What is expected | Continue the passage on Illinois's legal treatment of in vitro fertilization, starting after its last sentence.

Text for analysis |
----
In Illinois, the first state to deal specifically with IVF, the legislature decided in 1979 to make any doctor who undertakes such a procedure the legal custodian of the embryo--and liable for possible prosecution under an 1877 law against child abuse. The result was that many Illinois doctors, though not specifically forbidden to perform IVF, refused to do so. The state attorney general said that most simple IVF procedures would not violate the law, so a number of doctors went ahead. Still, one couple, identified as John and Mary Smith, who have been married for nine years and have two adopted children, are challenging the Illinois attempt at regulation as unconstitutional. Their class action, due for trial in federal court in November, argues that such restrictions violate the fundamental right of "privacy," which the Supreme Court has proclaimed several times in its rulings on abortion, contraception and various aspects of procreation.
----
The data |
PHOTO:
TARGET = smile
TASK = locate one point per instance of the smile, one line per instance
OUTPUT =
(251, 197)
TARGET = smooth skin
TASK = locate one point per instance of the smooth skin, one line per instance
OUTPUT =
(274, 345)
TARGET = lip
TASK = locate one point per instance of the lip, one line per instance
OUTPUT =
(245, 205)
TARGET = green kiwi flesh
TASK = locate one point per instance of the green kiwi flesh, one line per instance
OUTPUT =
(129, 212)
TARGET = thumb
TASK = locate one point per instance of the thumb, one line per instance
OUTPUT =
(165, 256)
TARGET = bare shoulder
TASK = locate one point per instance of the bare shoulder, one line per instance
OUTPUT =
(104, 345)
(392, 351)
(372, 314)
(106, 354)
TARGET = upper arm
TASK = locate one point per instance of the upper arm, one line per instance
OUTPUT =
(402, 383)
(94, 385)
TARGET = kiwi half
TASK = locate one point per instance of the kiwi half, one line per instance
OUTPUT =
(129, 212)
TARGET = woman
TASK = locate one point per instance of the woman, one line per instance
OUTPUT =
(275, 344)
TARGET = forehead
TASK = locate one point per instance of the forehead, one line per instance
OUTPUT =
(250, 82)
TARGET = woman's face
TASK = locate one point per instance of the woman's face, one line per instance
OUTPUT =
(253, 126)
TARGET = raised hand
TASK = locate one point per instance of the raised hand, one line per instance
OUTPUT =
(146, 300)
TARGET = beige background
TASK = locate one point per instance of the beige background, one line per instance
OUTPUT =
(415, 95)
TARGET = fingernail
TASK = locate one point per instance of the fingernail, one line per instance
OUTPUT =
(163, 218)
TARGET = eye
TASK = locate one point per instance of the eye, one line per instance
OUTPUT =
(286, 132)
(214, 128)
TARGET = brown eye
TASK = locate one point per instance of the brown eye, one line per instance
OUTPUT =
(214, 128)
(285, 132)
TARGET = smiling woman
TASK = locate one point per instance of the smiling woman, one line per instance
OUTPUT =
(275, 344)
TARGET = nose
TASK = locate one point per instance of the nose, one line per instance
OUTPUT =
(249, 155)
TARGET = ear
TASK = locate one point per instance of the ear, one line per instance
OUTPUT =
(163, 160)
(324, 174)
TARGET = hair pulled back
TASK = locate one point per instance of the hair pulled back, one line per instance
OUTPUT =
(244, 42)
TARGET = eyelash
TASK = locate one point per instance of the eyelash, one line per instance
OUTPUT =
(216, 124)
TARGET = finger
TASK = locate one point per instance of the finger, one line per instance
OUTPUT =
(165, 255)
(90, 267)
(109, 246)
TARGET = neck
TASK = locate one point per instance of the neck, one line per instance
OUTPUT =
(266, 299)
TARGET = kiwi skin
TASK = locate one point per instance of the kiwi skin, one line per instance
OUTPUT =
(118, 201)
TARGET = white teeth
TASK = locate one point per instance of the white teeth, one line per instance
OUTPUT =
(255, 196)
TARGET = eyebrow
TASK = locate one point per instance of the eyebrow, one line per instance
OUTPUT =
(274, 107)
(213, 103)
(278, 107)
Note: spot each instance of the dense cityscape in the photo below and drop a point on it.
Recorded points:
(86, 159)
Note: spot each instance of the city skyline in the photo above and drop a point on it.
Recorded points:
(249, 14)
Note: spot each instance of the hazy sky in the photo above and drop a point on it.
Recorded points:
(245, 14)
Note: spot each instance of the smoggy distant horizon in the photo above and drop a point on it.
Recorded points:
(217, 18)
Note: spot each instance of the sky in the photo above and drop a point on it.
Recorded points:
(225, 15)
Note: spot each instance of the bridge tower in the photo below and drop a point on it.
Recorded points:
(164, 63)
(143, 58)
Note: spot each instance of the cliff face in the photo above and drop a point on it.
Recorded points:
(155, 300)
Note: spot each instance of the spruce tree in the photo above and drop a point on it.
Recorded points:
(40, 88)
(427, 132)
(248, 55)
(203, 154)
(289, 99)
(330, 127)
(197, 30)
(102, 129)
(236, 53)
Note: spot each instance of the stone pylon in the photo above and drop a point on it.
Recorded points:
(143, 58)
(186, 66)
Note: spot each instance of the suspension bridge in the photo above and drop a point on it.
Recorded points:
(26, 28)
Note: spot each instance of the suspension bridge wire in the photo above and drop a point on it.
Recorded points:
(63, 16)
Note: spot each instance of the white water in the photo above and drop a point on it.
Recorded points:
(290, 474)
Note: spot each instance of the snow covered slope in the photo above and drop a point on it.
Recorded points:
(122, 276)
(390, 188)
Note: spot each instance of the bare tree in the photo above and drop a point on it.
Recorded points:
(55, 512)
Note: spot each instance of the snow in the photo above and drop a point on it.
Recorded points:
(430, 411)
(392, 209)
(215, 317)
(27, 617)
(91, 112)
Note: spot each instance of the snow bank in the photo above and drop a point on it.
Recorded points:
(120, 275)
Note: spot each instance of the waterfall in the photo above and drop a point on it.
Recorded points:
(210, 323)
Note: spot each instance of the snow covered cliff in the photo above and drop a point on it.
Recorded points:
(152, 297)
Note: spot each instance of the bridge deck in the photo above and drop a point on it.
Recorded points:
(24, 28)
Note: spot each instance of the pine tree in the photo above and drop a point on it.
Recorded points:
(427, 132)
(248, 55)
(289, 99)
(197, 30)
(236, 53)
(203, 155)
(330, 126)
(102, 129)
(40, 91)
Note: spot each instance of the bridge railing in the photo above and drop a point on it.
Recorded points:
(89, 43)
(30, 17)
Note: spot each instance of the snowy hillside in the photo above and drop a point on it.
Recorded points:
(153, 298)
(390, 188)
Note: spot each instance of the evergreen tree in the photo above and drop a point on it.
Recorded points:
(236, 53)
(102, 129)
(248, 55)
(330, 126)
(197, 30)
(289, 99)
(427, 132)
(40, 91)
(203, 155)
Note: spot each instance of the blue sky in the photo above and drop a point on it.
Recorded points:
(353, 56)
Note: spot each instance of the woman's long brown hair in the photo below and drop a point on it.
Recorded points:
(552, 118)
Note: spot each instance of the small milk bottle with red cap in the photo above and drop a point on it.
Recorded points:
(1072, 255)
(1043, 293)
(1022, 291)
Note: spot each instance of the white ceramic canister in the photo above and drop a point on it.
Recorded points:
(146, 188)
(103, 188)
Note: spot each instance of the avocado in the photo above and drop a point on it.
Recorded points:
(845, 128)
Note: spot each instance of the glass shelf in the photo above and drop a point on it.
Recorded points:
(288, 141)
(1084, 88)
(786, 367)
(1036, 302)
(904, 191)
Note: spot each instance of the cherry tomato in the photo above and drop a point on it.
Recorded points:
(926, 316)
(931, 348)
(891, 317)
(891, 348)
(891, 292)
----
Response below |
If the array of U.S. laws and regulations seems confusing, the legal wilderness abroad is totally bewildering. A group of West European justice ministers meeting in Strasbourg tried to work out some international policies on reproduction technology, but they gave up in despair. In Germany, where there are no laws either permitting or forbidding surrogate motherhood, a man in Bad Oeynhausen was fined $1,750 for advertising for a woman willing to gestate an embryo and then give the child up for adoption to a childless couple. Before he could find such a woman, he was fined because the law forbids any ads in connection with adoptions.
In Britain two years ago, Parliament established a 16-member committee of experts under Dame Mary Warnock to examine the social, ethical and legal implications of the new technology. Among its recommendations published in July: all clinics providing infertility services such as AID, IVF or egg donation should be licensed and regulated; research on embryos up to 14 days old could be permitted, also under license and regulation; but the use of surrogate mothers should be forbidden because such arrangements are "liable to moral objection." Critics on all sides did not hesitate to attack. A Roman Catholic spokesman called the practice of AID "morally unacceptable," while a newspaper columnist denounced restrictions on pregnancy as "ludicrously inconsistent." But unless such differences are settled, warned Sir John Peel, former president of the British Medical Association, society will confront "the brink of something almost like the atomic bomb."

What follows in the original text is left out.